--- START OF Material to process ---
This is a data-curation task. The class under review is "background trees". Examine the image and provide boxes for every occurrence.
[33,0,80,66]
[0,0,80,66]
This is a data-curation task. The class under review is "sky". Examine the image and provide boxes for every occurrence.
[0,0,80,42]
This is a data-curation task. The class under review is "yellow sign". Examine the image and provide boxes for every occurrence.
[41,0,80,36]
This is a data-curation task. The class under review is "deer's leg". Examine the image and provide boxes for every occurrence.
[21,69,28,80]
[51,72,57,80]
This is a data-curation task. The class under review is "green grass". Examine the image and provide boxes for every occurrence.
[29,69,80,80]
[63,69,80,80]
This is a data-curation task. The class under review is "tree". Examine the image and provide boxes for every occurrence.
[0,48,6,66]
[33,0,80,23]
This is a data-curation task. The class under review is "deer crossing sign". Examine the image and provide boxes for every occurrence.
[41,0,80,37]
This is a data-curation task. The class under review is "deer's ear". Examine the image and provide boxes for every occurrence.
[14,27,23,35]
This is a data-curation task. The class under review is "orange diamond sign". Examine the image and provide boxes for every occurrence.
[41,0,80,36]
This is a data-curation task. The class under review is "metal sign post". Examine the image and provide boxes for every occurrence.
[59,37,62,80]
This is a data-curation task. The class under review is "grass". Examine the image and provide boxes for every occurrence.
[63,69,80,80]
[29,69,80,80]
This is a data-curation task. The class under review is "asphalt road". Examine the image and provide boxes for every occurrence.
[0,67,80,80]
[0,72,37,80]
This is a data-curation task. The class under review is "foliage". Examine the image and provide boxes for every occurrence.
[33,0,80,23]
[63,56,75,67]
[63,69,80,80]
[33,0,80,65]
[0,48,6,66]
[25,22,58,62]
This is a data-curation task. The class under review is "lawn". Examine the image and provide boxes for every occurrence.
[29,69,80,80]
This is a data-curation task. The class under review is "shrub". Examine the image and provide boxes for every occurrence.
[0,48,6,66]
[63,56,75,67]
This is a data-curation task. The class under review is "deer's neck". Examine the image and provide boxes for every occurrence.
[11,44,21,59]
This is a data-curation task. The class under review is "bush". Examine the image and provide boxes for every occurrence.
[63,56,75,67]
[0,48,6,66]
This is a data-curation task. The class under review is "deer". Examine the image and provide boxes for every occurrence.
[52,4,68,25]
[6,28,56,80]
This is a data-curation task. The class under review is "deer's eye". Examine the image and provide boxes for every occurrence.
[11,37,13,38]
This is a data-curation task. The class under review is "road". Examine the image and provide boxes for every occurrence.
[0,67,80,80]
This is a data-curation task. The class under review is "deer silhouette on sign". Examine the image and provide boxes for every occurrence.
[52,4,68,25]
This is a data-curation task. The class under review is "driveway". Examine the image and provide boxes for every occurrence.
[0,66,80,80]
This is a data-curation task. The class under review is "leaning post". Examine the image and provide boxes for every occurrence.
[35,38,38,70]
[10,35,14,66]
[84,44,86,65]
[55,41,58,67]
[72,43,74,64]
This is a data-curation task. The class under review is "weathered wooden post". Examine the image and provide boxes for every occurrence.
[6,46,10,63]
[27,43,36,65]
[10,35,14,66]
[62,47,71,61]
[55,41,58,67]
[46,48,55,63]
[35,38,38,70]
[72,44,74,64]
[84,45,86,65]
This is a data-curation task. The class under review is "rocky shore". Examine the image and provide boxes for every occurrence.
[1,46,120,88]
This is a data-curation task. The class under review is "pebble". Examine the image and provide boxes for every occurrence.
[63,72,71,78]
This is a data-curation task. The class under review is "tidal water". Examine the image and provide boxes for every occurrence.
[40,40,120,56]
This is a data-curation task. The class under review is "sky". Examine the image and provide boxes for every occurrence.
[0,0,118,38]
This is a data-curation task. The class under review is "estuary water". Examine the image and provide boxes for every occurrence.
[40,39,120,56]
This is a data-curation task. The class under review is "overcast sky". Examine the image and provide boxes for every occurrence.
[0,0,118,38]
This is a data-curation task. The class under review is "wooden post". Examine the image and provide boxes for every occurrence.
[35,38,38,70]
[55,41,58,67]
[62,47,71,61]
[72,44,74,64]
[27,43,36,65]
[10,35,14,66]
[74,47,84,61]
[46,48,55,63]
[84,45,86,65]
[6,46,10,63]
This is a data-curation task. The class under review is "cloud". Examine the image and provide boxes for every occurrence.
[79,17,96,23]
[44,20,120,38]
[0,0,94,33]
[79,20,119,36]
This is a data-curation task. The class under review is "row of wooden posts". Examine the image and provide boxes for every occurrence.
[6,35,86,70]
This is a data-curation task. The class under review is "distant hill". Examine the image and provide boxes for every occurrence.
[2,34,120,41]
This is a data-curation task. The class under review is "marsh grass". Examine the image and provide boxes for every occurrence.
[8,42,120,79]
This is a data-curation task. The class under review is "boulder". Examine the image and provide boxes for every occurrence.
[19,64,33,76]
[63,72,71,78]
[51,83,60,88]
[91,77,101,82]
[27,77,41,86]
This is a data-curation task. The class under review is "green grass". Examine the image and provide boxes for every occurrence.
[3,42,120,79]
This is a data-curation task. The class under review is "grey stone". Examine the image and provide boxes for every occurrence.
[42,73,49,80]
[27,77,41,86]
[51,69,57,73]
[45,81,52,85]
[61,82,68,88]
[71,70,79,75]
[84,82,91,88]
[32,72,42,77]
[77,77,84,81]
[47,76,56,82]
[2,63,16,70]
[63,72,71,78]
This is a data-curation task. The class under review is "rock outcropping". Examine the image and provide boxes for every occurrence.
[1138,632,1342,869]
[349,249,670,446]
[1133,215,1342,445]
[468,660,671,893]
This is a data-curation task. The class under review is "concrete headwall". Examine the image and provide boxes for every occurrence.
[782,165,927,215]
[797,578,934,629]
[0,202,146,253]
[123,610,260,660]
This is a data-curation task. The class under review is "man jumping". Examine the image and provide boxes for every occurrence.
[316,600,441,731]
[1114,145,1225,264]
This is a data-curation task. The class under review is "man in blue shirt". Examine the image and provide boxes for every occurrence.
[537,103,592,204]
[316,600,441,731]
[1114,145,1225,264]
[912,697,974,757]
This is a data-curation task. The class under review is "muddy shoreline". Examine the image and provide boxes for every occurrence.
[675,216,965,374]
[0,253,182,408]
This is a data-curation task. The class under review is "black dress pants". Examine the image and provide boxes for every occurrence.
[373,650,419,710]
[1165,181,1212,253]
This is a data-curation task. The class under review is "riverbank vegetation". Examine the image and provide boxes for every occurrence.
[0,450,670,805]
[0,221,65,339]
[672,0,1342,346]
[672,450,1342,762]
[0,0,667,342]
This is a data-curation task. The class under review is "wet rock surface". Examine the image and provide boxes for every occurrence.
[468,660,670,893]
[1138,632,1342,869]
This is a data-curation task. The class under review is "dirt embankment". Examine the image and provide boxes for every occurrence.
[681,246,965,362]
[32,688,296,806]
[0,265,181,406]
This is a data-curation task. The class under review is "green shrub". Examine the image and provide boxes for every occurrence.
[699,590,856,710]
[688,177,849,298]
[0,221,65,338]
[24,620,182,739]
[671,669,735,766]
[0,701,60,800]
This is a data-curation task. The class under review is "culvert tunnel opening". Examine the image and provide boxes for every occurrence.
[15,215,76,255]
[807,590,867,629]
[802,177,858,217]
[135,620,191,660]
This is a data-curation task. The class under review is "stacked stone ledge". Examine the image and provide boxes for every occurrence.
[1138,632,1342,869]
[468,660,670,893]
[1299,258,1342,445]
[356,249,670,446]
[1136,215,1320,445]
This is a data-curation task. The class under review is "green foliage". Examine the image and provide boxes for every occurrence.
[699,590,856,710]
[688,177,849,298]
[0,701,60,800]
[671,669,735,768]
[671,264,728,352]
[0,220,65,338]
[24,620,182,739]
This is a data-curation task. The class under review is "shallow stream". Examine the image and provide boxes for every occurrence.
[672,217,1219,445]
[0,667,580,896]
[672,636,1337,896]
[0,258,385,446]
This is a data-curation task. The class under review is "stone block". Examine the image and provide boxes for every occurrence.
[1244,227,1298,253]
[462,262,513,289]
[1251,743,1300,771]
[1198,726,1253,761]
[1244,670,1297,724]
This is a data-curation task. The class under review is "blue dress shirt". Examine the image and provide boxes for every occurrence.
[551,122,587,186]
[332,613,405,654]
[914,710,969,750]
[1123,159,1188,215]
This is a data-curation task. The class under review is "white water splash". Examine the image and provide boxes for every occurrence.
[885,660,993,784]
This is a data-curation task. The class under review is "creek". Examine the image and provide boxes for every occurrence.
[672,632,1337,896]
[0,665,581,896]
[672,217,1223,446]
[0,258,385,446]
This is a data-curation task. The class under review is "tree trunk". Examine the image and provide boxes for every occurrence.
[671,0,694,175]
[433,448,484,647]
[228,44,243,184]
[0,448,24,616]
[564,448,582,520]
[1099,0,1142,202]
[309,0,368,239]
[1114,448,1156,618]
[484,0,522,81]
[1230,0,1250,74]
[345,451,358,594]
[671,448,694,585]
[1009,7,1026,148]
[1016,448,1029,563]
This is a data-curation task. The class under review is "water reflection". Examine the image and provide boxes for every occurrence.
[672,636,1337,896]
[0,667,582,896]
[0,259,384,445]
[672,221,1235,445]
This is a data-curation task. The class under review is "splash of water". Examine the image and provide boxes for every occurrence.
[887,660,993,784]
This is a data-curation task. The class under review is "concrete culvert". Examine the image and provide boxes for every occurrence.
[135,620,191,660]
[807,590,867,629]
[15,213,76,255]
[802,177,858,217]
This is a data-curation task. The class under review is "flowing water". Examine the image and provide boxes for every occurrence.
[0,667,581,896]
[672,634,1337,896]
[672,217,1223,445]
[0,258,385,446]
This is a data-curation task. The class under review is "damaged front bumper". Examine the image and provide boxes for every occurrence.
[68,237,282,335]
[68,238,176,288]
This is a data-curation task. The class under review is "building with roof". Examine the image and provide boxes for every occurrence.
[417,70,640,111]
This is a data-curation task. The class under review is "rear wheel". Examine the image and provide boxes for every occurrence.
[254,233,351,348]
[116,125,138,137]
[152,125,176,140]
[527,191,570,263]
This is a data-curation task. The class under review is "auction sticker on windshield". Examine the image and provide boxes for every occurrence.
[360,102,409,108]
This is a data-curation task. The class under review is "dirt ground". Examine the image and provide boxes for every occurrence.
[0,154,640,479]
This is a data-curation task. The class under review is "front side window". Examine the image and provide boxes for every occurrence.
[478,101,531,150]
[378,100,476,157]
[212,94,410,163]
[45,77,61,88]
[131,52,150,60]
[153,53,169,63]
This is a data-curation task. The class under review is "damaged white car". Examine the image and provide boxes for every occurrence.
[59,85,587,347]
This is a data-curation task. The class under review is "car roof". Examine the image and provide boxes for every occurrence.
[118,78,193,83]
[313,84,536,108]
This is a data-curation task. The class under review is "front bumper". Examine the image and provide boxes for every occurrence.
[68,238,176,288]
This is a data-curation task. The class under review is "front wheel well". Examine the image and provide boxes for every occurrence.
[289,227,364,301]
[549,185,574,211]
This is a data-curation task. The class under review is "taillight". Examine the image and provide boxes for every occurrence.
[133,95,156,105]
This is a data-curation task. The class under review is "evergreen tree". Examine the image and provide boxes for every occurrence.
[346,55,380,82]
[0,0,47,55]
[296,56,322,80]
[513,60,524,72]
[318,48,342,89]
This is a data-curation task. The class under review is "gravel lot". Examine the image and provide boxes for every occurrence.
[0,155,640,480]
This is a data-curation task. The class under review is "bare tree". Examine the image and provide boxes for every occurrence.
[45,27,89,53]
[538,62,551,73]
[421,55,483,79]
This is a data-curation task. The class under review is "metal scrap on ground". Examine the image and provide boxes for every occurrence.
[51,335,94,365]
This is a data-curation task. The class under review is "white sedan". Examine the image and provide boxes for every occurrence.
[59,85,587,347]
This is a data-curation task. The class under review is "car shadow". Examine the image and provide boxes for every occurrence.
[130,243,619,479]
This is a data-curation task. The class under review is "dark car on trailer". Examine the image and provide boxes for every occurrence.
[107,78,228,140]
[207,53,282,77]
--- END OF Material to process ---
Do this: Pull out every line of the material above that contains the string "roof".

Solution for this problem:
This is a data-curation task. The class under review is "building with roof". Examine the image and provide boxes for every occurrence.
This is a data-curation task. The class under review is "car roof". Examine the image and provide boxes for every occurrence.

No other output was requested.